## Directive
All lines from the one containing "In this exercise you will annotate the car in" through the final line of the records below should be reproduced exactly, with the pictures left out.

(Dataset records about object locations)
-=-=-
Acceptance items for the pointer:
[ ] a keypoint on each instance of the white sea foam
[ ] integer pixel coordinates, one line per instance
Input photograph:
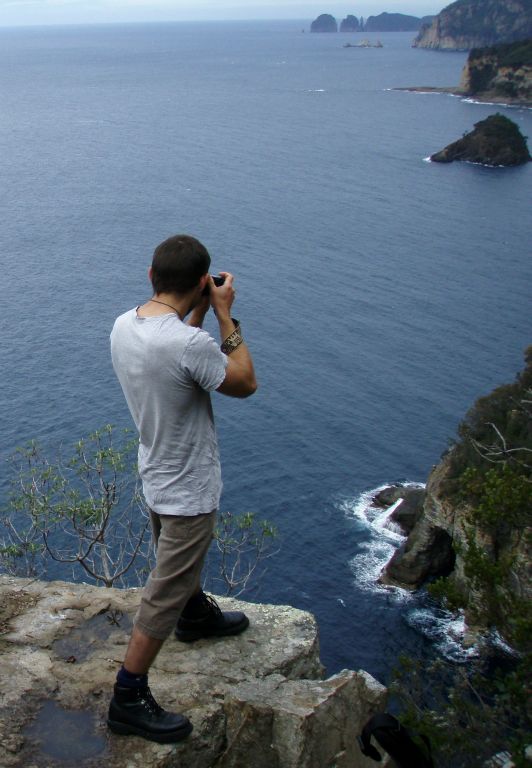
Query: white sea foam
(384, 536)
(446, 630)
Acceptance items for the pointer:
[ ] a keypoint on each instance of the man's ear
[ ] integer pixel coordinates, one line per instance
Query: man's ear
(203, 281)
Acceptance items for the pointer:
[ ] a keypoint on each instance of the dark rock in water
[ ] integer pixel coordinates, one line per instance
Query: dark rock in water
(408, 512)
(427, 553)
(350, 24)
(410, 509)
(324, 23)
(494, 141)
(392, 22)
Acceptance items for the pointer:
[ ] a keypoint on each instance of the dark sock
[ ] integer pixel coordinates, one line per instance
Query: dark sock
(195, 607)
(128, 680)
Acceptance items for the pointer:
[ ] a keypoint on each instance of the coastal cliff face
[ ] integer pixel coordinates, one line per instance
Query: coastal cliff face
(468, 24)
(258, 699)
(499, 72)
(495, 141)
(476, 521)
(437, 543)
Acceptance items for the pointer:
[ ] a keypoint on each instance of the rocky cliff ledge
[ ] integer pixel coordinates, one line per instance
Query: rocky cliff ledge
(468, 24)
(438, 541)
(499, 73)
(257, 700)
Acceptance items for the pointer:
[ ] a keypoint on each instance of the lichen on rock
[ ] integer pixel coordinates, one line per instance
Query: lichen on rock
(258, 699)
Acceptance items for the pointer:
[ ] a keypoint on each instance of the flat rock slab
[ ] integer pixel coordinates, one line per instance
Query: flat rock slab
(258, 699)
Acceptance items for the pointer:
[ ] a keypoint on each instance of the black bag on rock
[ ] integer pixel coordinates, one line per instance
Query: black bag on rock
(396, 740)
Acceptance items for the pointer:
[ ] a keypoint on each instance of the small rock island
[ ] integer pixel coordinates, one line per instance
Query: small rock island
(494, 141)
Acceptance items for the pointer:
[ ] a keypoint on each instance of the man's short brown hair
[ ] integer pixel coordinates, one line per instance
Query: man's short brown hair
(178, 264)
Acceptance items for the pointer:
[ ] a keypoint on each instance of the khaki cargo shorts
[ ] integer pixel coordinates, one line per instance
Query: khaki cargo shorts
(181, 543)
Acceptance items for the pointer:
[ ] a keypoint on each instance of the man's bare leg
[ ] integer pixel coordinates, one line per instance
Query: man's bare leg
(133, 710)
(141, 652)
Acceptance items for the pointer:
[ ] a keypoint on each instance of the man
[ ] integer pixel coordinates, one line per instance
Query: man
(167, 367)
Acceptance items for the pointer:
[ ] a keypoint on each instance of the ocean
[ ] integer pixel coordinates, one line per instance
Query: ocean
(380, 294)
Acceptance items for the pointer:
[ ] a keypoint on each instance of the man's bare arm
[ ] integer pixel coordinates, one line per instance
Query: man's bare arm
(240, 380)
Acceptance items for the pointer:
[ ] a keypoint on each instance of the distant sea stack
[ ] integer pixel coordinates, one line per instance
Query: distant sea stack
(384, 22)
(468, 24)
(494, 141)
(324, 23)
(501, 72)
(393, 22)
(350, 24)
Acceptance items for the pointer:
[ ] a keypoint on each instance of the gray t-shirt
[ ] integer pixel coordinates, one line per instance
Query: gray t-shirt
(167, 369)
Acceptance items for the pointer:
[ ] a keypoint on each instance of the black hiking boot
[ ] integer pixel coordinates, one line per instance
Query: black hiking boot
(134, 711)
(202, 617)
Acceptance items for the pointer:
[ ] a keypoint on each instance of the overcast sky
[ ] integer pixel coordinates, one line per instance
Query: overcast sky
(29, 12)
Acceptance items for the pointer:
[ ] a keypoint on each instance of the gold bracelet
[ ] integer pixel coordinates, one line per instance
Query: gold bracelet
(233, 341)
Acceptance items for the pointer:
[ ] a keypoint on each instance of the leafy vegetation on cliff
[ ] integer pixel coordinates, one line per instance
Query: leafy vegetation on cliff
(470, 713)
(494, 141)
(506, 54)
(471, 23)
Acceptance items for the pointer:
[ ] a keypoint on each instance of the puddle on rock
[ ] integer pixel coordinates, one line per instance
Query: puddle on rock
(67, 736)
(83, 640)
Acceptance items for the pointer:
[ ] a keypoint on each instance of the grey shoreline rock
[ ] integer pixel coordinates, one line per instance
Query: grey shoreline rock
(409, 511)
(258, 699)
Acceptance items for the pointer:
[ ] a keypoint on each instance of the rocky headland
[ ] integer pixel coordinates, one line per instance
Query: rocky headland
(259, 699)
(324, 23)
(500, 74)
(384, 22)
(471, 526)
(495, 141)
(467, 24)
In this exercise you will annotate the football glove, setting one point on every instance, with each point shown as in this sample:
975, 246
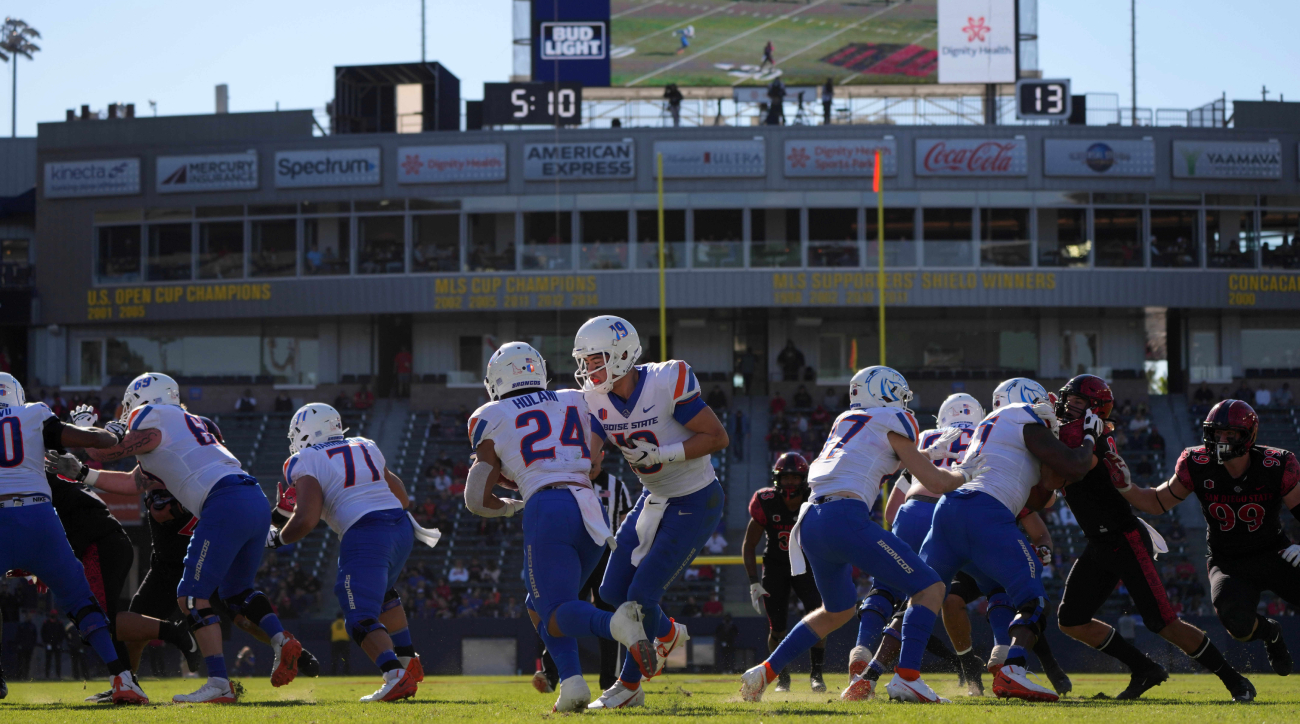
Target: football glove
1118, 471
83, 416
971, 468
65, 465
641, 454
941, 447
755, 597
116, 429
273, 540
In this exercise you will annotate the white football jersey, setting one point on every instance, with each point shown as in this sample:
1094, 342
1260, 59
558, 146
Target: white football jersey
22, 449
189, 459
541, 438
350, 472
1013, 469
664, 399
957, 447
857, 455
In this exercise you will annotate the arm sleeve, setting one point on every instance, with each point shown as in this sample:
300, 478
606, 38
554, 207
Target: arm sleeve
755, 510
685, 393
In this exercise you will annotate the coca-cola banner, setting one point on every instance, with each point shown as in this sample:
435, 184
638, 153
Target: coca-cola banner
831, 157
973, 156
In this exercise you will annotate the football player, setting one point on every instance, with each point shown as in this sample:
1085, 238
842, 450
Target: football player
33, 540
1242, 488
346, 481
228, 542
546, 443
975, 525
772, 510
867, 442
666, 432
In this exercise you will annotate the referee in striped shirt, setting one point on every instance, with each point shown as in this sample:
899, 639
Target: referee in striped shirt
618, 501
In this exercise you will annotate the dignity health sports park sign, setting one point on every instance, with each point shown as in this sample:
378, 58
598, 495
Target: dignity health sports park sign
451, 164
224, 172
843, 159
973, 156
102, 177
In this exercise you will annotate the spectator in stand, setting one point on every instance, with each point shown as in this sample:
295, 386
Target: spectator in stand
792, 362
284, 403
1283, 395
778, 406
458, 573
715, 545
363, 399
801, 399
716, 399
1262, 397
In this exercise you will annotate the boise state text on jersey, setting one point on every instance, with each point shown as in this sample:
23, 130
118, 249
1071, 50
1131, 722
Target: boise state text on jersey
664, 399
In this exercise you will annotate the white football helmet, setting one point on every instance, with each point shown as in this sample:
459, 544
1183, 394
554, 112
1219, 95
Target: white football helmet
612, 337
960, 408
151, 387
11, 390
879, 386
515, 365
313, 424
1017, 390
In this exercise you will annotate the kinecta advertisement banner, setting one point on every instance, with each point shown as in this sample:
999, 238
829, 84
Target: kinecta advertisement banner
579, 161
976, 42
713, 159
451, 164
1135, 159
333, 167
224, 172
973, 156
102, 177
1227, 159
811, 157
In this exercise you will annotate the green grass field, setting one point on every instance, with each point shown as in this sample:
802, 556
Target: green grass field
731, 34
1183, 699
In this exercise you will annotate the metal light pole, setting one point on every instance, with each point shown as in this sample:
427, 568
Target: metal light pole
16, 40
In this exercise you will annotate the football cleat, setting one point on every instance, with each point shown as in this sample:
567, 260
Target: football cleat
628, 629
620, 697
1243, 690
859, 690
753, 681
213, 692
858, 660
1014, 683
126, 690
1143, 680
398, 684
1278, 655
285, 667
575, 696
915, 692
663, 646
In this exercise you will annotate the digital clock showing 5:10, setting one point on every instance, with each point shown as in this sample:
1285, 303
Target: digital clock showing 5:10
532, 104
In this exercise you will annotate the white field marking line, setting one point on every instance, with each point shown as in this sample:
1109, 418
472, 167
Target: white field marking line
637, 9
732, 39
677, 26
917, 39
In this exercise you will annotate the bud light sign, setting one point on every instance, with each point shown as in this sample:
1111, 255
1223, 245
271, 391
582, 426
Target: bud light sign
573, 40
971, 156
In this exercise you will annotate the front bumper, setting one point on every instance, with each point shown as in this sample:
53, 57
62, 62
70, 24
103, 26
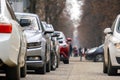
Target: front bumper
35, 63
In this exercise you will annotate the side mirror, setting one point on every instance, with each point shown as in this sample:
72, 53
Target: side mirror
107, 31
55, 35
25, 22
69, 39
48, 28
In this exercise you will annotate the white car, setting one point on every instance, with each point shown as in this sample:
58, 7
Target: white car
38, 43
12, 44
112, 48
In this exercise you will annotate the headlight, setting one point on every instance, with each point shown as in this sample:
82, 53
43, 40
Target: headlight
33, 45
117, 45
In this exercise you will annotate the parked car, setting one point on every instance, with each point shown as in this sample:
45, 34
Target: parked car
95, 54
38, 44
12, 44
64, 47
112, 48
56, 47
54, 55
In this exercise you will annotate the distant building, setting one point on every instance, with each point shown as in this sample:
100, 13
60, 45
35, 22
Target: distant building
20, 5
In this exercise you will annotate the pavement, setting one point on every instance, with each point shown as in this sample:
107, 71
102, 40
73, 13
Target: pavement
76, 70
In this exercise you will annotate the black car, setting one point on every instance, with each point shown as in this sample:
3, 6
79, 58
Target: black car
95, 54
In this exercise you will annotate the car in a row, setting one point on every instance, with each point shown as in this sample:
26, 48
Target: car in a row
95, 54
41, 53
27, 43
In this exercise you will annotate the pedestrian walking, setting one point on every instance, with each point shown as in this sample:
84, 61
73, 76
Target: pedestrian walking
80, 53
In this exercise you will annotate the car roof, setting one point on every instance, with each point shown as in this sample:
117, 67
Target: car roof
29, 14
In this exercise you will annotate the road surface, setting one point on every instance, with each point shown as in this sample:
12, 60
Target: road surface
76, 70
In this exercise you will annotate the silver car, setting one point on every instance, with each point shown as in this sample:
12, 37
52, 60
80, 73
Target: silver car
38, 50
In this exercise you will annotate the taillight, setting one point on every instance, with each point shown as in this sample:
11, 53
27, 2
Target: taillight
5, 28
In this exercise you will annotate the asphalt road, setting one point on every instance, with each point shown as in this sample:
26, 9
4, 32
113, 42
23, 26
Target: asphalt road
76, 70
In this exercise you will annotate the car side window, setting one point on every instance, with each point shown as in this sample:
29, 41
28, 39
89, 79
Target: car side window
118, 26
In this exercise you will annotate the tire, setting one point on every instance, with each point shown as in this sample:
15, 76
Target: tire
12, 73
111, 70
41, 70
23, 71
98, 58
48, 66
104, 67
66, 61
54, 63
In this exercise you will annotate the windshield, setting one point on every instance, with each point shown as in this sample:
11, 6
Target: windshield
61, 37
33, 22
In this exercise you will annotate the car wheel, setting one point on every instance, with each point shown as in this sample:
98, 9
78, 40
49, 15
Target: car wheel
104, 67
66, 61
54, 63
41, 70
98, 58
23, 71
111, 69
13, 73
48, 66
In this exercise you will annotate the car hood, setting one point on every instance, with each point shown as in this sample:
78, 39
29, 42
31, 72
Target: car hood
33, 35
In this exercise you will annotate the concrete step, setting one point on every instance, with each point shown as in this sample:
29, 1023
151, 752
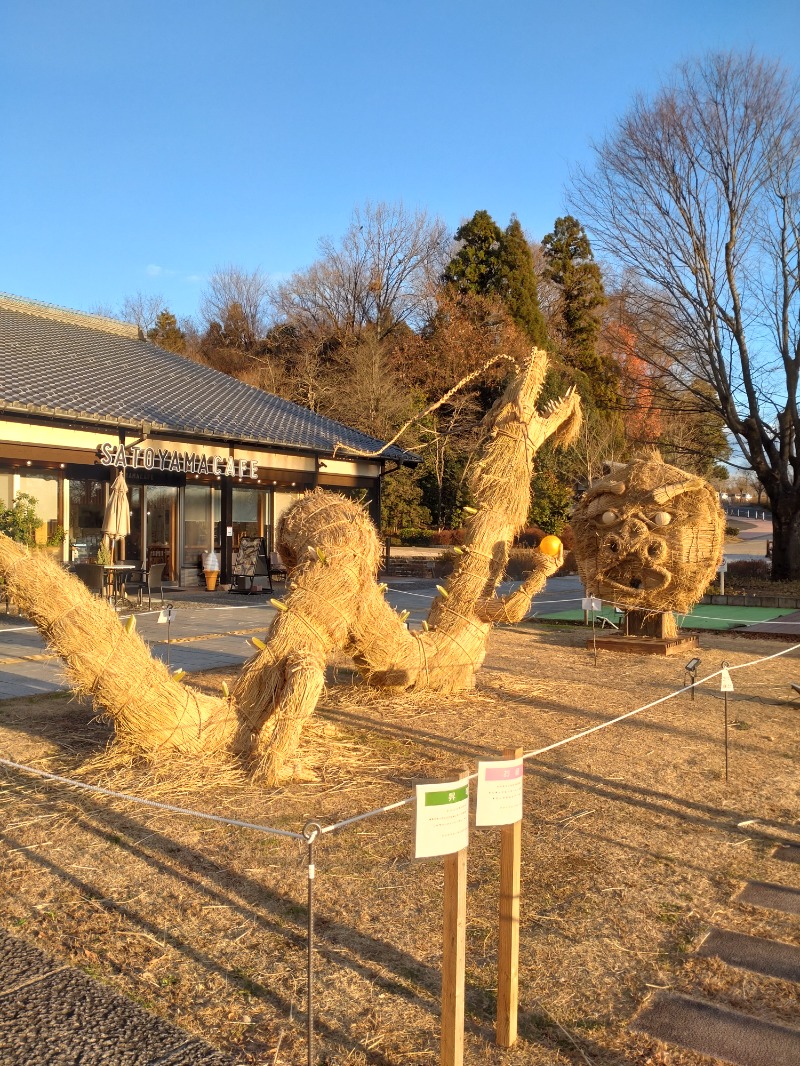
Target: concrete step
-=-=-
## Response
In this exercise you will annotate the car in a row, setting one point on every instance, with each point shown as in this sample:
26, 48
Target: car in a row
95, 54
41, 53
27, 43
In this exercise you will annotate the pedestrian walking, setting one point on every instance, with each point shown as in this sample:
84, 61
73, 76
Target: pedestrian walking
80, 53
In this exercise you will annotate the car roof, setting one point on every instance, with each point shown as in this sample:
117, 67
Target: car roof
29, 14
In this exercise you will annotate the road surface, setting one point on every instance, with each point shown as in this sample:
12, 60
Target: road surface
76, 70
In this exercise you will annotate the silver car, setting one point on every instance, with each point shown as in this sample:
12, 37
52, 60
80, 73
Target: silver car
38, 50
In this exercise you will annotate the taillight, setting one point on every instance, with each point shown as in this sample:
11, 53
27, 2
Target: taillight
5, 28
In this exercise you will annotate the asphalt road, setting one point on every instance, with each point shown as in this sample:
26, 9
4, 32
113, 42
23, 26
Target: asphalt road
76, 70
In this exercise you will annotate the car side window, setting one point on every instance, with each point shown as in this sample:
29, 41
28, 39
89, 79
Target: car side window
118, 26
In this exercise you will annotate the tire, setting one point on every instance, with each point shown as in this sample:
15, 76
Target: tire
12, 73
111, 70
41, 70
23, 71
98, 58
48, 66
104, 67
66, 61
54, 63
In this exercise you will annotate the windshield, setting one point on every instance, with each point shown as in this sample:
11, 6
Target: windshield
61, 37
33, 22
In this exercise you will annotate the car wheel, setting one point on every instance, with each point shown as in this sample:
98, 9
78, 40
49, 15
Target: car wheel
104, 67
66, 61
54, 63
41, 70
98, 58
23, 71
111, 69
13, 73
48, 66
In this exercise you will annotate the car hood, setting one point on every instance, with each point shown as in this sample:
78, 39
29, 42
31, 72
Target: car hood
33, 35
In this exercise you will annotate the concrete step, setting one point on every instance, with each point shown as in this sample:
29, 1023
151, 752
Target: concrete step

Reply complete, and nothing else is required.